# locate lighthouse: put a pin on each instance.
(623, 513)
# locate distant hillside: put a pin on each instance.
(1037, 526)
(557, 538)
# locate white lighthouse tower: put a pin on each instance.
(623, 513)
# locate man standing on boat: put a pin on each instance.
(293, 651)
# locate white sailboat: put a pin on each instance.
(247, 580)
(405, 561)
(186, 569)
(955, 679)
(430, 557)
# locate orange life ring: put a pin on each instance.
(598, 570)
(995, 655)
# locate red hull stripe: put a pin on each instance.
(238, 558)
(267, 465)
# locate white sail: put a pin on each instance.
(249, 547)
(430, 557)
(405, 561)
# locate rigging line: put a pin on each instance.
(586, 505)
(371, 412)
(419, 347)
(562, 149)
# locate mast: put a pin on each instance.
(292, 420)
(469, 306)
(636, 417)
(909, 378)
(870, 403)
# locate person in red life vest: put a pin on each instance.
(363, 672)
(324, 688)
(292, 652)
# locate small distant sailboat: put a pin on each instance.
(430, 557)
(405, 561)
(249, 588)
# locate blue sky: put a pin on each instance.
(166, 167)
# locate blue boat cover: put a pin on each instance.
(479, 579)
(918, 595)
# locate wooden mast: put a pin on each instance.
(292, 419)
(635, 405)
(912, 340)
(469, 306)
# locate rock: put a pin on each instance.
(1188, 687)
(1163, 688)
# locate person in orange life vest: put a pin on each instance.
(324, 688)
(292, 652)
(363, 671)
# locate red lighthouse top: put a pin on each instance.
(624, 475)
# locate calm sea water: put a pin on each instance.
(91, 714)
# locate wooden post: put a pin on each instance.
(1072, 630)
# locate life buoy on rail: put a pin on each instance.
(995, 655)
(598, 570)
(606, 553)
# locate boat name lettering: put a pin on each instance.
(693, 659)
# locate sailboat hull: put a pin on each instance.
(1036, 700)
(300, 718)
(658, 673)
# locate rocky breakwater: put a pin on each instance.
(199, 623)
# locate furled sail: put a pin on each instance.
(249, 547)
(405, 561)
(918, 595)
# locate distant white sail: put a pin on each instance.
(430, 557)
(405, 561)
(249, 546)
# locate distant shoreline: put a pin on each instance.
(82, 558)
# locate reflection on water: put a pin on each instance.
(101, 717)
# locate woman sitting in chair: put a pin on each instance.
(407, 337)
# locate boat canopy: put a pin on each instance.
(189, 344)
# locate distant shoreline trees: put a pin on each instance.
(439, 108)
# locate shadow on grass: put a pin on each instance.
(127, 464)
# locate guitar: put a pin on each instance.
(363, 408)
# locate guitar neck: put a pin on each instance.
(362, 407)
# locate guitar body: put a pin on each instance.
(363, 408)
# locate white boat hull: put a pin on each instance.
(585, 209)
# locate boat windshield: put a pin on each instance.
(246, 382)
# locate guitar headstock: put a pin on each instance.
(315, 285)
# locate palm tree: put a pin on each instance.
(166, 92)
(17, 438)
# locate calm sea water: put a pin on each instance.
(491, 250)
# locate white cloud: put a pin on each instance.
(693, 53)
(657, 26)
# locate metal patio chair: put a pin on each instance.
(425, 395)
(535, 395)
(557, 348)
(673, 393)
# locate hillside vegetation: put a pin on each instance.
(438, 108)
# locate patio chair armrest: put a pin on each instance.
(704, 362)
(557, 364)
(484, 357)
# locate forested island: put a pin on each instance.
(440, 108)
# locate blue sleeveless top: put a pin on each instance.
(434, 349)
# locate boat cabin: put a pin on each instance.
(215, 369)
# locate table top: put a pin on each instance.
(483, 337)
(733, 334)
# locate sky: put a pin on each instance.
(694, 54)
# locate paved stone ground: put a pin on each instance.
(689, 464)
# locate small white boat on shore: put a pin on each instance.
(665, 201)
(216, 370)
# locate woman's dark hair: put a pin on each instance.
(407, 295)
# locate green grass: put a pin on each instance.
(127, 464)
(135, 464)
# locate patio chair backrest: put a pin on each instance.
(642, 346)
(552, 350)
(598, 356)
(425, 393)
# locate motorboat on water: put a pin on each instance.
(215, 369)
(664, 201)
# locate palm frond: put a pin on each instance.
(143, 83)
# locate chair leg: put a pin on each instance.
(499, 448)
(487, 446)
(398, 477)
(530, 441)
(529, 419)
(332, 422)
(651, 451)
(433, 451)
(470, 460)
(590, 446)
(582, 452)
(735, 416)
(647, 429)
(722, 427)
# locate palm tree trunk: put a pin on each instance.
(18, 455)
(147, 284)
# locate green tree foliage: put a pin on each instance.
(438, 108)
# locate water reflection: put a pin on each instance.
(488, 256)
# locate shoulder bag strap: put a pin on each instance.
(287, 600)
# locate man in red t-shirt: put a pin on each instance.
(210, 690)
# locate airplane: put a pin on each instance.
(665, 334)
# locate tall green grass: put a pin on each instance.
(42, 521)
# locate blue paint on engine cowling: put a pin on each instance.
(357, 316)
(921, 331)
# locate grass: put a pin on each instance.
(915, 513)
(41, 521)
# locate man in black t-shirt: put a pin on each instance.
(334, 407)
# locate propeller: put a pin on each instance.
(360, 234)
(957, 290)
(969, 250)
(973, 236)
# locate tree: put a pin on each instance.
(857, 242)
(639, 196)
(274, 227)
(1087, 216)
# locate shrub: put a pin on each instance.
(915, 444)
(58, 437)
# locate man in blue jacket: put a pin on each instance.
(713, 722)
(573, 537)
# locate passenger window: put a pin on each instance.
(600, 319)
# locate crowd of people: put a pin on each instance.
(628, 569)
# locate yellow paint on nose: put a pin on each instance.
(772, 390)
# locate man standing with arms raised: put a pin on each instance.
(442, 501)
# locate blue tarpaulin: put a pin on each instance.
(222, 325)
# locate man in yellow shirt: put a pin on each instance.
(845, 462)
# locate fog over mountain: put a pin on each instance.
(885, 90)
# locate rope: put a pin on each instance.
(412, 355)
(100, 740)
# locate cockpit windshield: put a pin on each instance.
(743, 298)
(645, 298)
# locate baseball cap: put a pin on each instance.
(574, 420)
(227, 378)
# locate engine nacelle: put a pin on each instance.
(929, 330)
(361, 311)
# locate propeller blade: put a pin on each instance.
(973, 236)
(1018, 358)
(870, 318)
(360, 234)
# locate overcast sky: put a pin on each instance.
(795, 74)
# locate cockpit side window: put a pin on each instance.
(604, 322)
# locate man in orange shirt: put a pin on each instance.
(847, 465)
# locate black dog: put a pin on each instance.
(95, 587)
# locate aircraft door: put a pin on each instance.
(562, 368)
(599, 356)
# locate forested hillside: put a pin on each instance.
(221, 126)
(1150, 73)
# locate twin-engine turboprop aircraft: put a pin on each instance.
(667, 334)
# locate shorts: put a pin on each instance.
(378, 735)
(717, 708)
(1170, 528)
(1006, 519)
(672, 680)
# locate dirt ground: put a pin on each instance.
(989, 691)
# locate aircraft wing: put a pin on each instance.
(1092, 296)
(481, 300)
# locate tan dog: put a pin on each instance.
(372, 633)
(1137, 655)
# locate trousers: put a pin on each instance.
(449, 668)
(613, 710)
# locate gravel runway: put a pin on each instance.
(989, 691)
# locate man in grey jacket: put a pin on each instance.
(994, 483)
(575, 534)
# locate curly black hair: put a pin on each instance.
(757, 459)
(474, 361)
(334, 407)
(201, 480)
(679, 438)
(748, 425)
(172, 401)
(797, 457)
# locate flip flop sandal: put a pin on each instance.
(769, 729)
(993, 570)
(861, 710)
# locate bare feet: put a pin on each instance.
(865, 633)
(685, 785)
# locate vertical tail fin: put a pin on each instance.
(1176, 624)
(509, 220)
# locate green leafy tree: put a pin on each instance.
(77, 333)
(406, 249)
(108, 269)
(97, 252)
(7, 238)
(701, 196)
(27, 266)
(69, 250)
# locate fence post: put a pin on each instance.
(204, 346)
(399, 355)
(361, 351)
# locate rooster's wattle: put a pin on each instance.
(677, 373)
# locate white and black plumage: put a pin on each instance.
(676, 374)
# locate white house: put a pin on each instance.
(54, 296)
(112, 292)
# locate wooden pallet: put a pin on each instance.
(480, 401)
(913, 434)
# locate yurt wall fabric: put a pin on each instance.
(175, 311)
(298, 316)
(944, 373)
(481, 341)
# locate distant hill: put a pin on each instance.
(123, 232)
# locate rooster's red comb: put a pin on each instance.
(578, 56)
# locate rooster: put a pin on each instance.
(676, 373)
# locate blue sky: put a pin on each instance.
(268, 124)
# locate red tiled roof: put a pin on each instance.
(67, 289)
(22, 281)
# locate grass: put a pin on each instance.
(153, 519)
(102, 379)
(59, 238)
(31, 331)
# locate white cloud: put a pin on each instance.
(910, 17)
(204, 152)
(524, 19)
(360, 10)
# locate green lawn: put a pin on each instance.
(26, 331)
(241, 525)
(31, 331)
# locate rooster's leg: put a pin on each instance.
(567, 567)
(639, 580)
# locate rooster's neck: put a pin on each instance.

==============================

Write out the records above word for word, from the line holding "# locate distant hill: put" through the final line, both included.

# locate distant hill: put a pin on each instance.
(123, 232)
# locate rooster's red comb: put a pin on each instance.
(578, 56)
# locate rooster: put a pin on each instance.
(676, 373)
# locate blue sky: put a pin on each instance.
(268, 124)
# locate red tiled roof: put a pin on each instance.
(67, 289)
(22, 281)
# locate grass: put a pin on each instance.
(153, 519)
(102, 379)
(59, 238)
(31, 331)
# locate white cloud: put a pin on each instance.
(910, 17)
(204, 152)
(524, 19)
(360, 10)
# locate green lawn: put a pin on each instance.
(26, 331)
(241, 525)
(31, 331)
# locate rooster's leg: put a pin on each instance.
(567, 567)
(639, 580)
# locate rooster's neck: put a pin on each instance.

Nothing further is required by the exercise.